* [What needs to be done]:
Retype all of the records below character for character, and omit the pictures from your answer.

#### Data ####

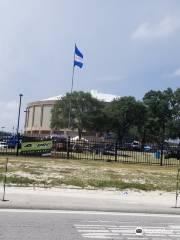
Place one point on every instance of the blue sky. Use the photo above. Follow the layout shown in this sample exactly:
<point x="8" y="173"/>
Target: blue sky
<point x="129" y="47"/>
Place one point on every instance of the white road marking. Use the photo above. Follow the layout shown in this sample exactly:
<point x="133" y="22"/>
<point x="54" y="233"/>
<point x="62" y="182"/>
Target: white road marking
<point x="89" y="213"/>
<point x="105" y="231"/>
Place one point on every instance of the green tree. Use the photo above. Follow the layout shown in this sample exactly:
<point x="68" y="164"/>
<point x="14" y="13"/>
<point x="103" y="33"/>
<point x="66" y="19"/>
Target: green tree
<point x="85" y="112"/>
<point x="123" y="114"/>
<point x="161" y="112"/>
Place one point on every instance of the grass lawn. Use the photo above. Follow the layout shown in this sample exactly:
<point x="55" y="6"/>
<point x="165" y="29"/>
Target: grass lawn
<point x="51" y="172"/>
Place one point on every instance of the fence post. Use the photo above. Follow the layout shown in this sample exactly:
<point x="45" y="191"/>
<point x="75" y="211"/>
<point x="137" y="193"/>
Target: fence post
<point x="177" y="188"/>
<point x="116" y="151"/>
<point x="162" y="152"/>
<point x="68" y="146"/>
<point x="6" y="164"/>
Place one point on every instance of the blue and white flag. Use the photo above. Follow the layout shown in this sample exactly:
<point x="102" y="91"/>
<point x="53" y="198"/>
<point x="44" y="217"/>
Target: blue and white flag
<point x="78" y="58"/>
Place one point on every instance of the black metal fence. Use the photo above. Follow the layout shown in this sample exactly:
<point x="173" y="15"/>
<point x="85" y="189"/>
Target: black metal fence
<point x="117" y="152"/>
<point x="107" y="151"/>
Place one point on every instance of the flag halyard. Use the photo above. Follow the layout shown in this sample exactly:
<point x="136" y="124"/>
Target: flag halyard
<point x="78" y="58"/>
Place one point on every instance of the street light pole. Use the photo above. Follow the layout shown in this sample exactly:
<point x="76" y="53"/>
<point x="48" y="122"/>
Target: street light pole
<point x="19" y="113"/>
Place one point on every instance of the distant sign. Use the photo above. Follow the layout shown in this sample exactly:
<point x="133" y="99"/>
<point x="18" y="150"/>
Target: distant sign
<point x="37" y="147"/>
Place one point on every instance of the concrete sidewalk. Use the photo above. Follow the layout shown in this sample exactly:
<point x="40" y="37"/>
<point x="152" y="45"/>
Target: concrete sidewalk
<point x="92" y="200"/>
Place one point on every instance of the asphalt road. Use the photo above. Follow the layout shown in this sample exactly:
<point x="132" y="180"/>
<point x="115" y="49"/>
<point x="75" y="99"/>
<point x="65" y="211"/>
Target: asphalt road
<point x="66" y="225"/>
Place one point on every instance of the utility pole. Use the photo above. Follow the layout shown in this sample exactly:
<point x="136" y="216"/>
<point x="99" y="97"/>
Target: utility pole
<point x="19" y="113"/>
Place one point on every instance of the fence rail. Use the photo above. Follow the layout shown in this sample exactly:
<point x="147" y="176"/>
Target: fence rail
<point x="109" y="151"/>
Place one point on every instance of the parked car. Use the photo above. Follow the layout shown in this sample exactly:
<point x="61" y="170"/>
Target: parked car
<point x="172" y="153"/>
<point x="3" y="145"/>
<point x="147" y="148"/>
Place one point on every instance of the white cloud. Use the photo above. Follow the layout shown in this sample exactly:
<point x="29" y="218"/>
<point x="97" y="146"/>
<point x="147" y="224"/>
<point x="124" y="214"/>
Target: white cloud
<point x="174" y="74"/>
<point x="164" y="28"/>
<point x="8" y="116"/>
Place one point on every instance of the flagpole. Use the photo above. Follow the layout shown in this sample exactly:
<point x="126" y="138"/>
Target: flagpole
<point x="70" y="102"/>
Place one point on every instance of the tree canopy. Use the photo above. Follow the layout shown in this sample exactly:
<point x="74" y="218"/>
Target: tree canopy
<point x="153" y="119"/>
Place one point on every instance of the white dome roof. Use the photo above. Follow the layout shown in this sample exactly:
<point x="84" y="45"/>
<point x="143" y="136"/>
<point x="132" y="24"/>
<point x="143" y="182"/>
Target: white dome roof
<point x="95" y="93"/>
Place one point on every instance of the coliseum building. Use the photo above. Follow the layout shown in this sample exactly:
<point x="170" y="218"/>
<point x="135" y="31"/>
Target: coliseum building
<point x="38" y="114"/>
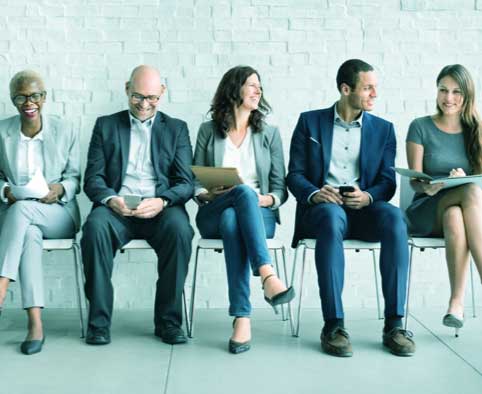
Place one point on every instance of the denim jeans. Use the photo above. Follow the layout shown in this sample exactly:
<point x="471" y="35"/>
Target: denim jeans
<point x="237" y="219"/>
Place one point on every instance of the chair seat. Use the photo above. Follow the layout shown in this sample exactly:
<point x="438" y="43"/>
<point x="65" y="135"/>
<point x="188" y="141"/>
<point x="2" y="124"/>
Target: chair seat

####

* [Task output]:
Place one point on every instance of the blue sky. Use the photo above. Follow the layout shown in this sample exactly:
<point x="8" y="173"/>
Target: blue sky
<point x="129" y="47"/>
Place one point on every instance of the white road marking. Use the photo above. Follow the layout shown in this sample exactly:
<point x="133" y="22"/>
<point x="54" y="233"/>
<point x="62" y="182"/>
Target: white road marking
<point x="89" y="213"/>
<point x="105" y="231"/>
Place one point on every instance of the green tree. Use the photo above. Follow the layout shown in this sample exactly:
<point x="68" y="164"/>
<point x="14" y="13"/>
<point x="103" y="33"/>
<point x="66" y="19"/>
Target: green tree
<point x="85" y="112"/>
<point x="123" y="114"/>
<point x="161" y="112"/>
Place one point on every instance of the grass lawn. Use the photo above. Follow the layout shown in this sample exactly:
<point x="55" y="6"/>
<point x="165" y="29"/>
Target: grass lawn
<point x="51" y="172"/>
Place one point on every instance of the fence post. Use the photo above. Follow the layout shown in this sample exactly:
<point x="45" y="191"/>
<point x="75" y="211"/>
<point x="137" y="193"/>
Target: fence post
<point x="177" y="188"/>
<point x="116" y="151"/>
<point x="162" y="152"/>
<point x="68" y="146"/>
<point x="6" y="164"/>
Place one point on every instance of the blue and white flag. Use the photo above. Follow the layout shown in this sample exactly:
<point x="102" y="91"/>
<point x="53" y="198"/>
<point x="44" y="217"/>
Target: blue and white flag
<point x="78" y="58"/>
Place one point on every instance of the black metal fence. Use the photo above. Follow the layout shown in this sample exactly:
<point x="173" y="15"/>
<point x="85" y="189"/>
Target: black metal fence
<point x="117" y="152"/>
<point x="107" y="151"/>
Place one point on every instance of the flag halyard. Use the photo above. Follow the layout shown in this sample exactly:
<point x="136" y="124"/>
Target: flag halyard
<point x="78" y="58"/>
Place one point on every instance of the street light pole. Use the photo above. Follow the layout shown in this sample exactly:
<point x="76" y="53"/>
<point x="48" y="122"/>
Target: street light pole
<point x="19" y="113"/>
Place one point on every instance of the distant sign. Use the photo above. Follow the layout shown in this sample exactly:
<point x="133" y="99"/>
<point x="18" y="150"/>
Target: distant sign
<point x="37" y="147"/>
Place one point on every instance of the concrete sidewalk. Use the photo above. Follow the layout shown in this sample exactly:
<point x="40" y="37"/>
<point x="152" y="45"/>
Target: concrete sidewalk
<point x="92" y="200"/>
Place one point on every instance of the asphalt road. Use the photo above. Follow the layout shown in this sample exactly:
<point x="132" y="180"/>
<point x="115" y="49"/>
<point x="75" y="99"/>
<point x="65" y="211"/>
Target: asphalt road
<point x="66" y="225"/>
Place one point on every instance of the utility pole. Use the photo above. Follow the layout shown in this sample exactly:
<point x="136" y="216"/>
<point x="99" y="97"/>
Target: utility pole
<point x="19" y="113"/>
Place one point on every instance of the fence rail. Use the photo above. Follow the layout shown in this sample exactly:
<point x="147" y="176"/>
Target: fence rail
<point x="109" y="151"/>
Place one point on every instance of the parked car. Use the photo above. Follow the layout shown in this sample exactly:
<point x="61" y="170"/>
Target: parked car
<point x="172" y="153"/>
<point x="3" y="145"/>
<point x="147" y="148"/>
Place one point on every instance of the white cloud. Use the photo above. Follow the layout shown in this sample exactly:
<point x="29" y="218"/>
<point x="97" y="146"/>
<point x="147" y="224"/>
<point x="124" y="214"/>
Target: white cloud
<point x="174" y="74"/>
<point x="164" y="28"/>
<point x="8" y="116"/>
Place one point on every instance of the flagpole. Use the photo above. Follow the layout shown in this sample exactly:
<point x="126" y="138"/>
Target: flagpole
<point x="70" y="102"/>
Place one point on every instance of the tree canopy. Use the photo above. Follow the layout shown in this sample exactly:
<point x="74" y="218"/>
Target: tree canopy
<point x="153" y="119"/>
Place one point on every instance of the white dome roof. Use the photo above. Follow the layout shown in this sample exactly:
<point x="84" y="45"/>
<point x="143" y="136"/>
<point x="132" y="24"/>
<point x="143" y="182"/>
Target: white dome roof
<point x="95" y="93"/>
Place one point on every instance of the coliseum building. Use the photo above. Follow the layout shown in this sample exactly:
<point x="170" y="218"/>
<point x="135" y="31"/>
Target: coliseum building
<point x="38" y="114"/>
Place one point on every instance of the denim jeans. Use the photo above. Follow the layout shown in this sample exactly:
<point x="471" y="35"/>
Target: denim jeans
<point x="237" y="219"/>
Place one point on every instance of the chair seat. Use the photo above. Follow the layout shown in this sample exactly:
<point x="438" y="43"/>
<point x="65" y="135"/>
<point x="188" y="141"/>
<point x="2" y="124"/>
Target: chair seat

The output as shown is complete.